SOURCE:
L’embargo cubain est depuis longtemps un problème au sein même des États-Unis mais aussi au sein de la communauté internationale. En effet, en 1998, Bill Clinton souhaitait faire machine arrière et déclarait que Cuba n’était pas une menace pour les États-Unis. Il appelait alors à une normalisation des relations, mais un puissant lobby de cubains exilés aux États-Unis a empêché ce processus. Cela peut paraître surprenant mais c’est dû au fait que de nombreux cubains vivent aujourd’hui de la production de cigares dit cubains car la fabrication est cubaine. Ce marché représente plusieurs centaines de millions de dollars. A l’échelle internationale, l’ONU a condamné à de nombreuses reprises l’embargo, ou le blocus comme disent les partisans d’une levée totale des sanctions. En 2013, 188 pays sur 192 déclaraient être contre les sanctions arbitraires des États-Unis. Cela a fortement influencé la politique américaine à l’égard de Cuba. De nombreuses visites officielles sont un signe fort pour attester du réchauffement des relations qu’entretient Cuba avec de nombreux pays. François Hollande a d’ailleurs été le premier chef d’État européen à être allé à Cuba en mai 2015 depuis le début de l’embargo américain. Raul Castro a donc répondu favorablement à l’invitation du Président français le 1er février 2016. Ils ont alors pu discuter des derniers freins aux investissements français à Cuba, notamment la dette de 1986 d’un montant de 3,7 milliards afin de faciliter à l’avenir l’implantation de nouvelles entreprises françaises sur le territoire.  2 mois auparavant, cette même dette avait bénéficié de l’annulation des intérêts qui représentaient 80% du montant total. Cette visite a donc permis de diminuer le reste de la dette due à la France. Cette dernière étant le principal créancier de Cuba, c’est là aussi un signe fort. Obama a lui aussi effectué une visite historique le 20 mars dernier, ils ont alors pu discuter des derniers désaccords qui subsistent entre ces deux pays, notamment les conditions fixées par les États-Unis comme une compensation de 10 milliards de dollars pour les entreprises américaines nationalisées en 1960 par le régime castriste. Cuba refuse ces conditions jugeant que l’embargo avait déjà assez affaiblit le pays. M  Rodriguez (Ministre des affaires étrangères cubain) estime que l’embargo a pénalisé à hauteur de 125 ,8 milliards de dollars Cuba depuis 1962.

DONNÉES ENREGISTRÉES:
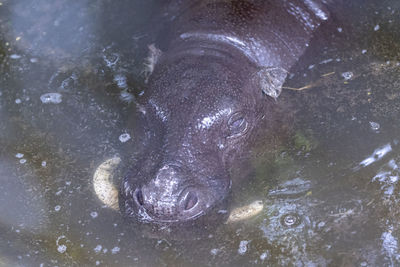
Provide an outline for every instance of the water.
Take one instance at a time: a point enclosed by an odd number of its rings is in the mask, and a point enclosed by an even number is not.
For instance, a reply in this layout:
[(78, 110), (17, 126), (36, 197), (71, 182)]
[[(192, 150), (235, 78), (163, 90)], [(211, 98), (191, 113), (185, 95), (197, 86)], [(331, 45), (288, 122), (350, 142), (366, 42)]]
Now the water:
[(185, 241), (127, 224), (91, 185), (137, 150), (157, 5), (0, 1), (0, 265), (398, 266), (399, 4), (360, 2), (310, 44), (285, 84), (303, 90), (278, 99), (291, 137), (234, 191), (263, 211)]

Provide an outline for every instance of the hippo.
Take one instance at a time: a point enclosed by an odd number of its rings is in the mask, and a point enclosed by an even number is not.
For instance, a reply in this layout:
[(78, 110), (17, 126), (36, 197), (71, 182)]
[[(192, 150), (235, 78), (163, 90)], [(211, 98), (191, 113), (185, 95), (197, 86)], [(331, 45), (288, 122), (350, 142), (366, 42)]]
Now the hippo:
[(168, 225), (224, 213), (230, 168), (260, 125), (274, 135), (283, 83), (329, 18), (326, 0), (171, 2), (137, 99), (151, 149), (119, 190), (126, 218)]

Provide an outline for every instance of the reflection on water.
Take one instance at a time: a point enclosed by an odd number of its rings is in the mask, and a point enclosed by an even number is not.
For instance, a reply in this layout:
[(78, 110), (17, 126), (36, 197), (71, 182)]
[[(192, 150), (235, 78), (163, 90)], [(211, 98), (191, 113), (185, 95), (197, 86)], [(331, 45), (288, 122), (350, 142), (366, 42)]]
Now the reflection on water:
[(399, 4), (364, 2), (336, 14), (288, 81), (304, 90), (278, 100), (293, 140), (233, 193), (261, 213), (185, 241), (127, 224), (91, 185), (101, 162), (124, 156), (121, 174), (140, 149), (157, 6), (0, 1), (0, 265), (399, 265)]

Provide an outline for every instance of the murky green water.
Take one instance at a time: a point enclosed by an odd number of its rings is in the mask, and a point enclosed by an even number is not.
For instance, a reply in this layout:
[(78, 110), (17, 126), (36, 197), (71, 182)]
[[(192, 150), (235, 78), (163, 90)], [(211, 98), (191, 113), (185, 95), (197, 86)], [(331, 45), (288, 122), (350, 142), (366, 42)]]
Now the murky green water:
[(304, 90), (278, 100), (290, 137), (233, 192), (233, 206), (263, 211), (190, 241), (132, 229), (91, 184), (105, 159), (135, 153), (129, 99), (144, 88), (157, 5), (0, 3), (0, 265), (400, 264), (397, 1), (334, 15), (285, 84)]

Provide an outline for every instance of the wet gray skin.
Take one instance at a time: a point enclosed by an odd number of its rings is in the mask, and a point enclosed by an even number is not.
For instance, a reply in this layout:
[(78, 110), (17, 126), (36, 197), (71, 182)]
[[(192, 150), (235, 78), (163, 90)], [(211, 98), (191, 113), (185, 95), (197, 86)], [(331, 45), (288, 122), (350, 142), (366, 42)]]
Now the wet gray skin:
[(310, 0), (177, 6), (166, 6), (169, 41), (138, 100), (151, 146), (120, 190), (123, 214), (144, 222), (193, 221), (226, 208), (230, 167), (260, 125), (273, 135), (274, 98), (328, 18), (322, 1)]

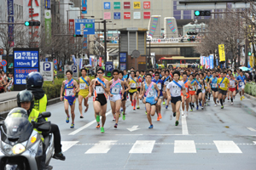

CONSIGNES: Prolongez le texte consacré à l'embargo cubain en reprenant juste après sa dernière phrase.

RÉSULTAT:
De nombreuses entreprises déjà sur place

Grâce aux accords signés le 12 décembre 2015 les entreprises Françaises peuvent de nouveau investir de manière plus sûre à Cuba. Bien que la France représentait 172 M € en commerce bilatéral avec Cuba en 2015, elle n’est qu’à la 12ème position dans le classement des principaux partenaires commerciaux aux États-Unis. En effet, le Venezuela, La Chine et l’Espagne sont les trois premiers partenaires représentant à eux trois 10 milliards de dollars d’échange. L’Union européenne n’en reste pas moins le premier partenaire commercial de Cuba représentant 22% des échanges en valeur de Cuba. Ces chiffres montrent bien la reprise des affaires avec Cuba. Des entreprises comme Aéroports de Paris ont remporté des appels d’offres. Ce dernier à la charge de la construction du nouvel aéroport de la Havane. Pernaud Ricard est aussi présent avec sa marque de rhum Havana club, ainsi que Total pour l’extraction de pétrole qui est l’une des activités principales à Cuba. On peut supposer que la France devrait accroître ses échanges avec Cuba après les signatures des différents accords unissant les deux pays. Concernant les entreprises américaines, la situation est différente car les négociations ne sont pas terminées et tout le monde ne voit pas d’un bon oeil l’arrivée d’un ennemi historique dans l’île. Les États-Unis sont aujourd’hui à la 13ème place, juste après le France dans le classement des principaux partenaires commerciaux de Cuba en 2015. Starwood une grande chaîne hôtelière américaine a d’ailleurs investi plusieurs millions de dollars pour la construction de deux hôtels au sein de la Havane. Un troisième est en préparation, pour ce faire, l’entreprise attend le feu vert du département américain du trésor.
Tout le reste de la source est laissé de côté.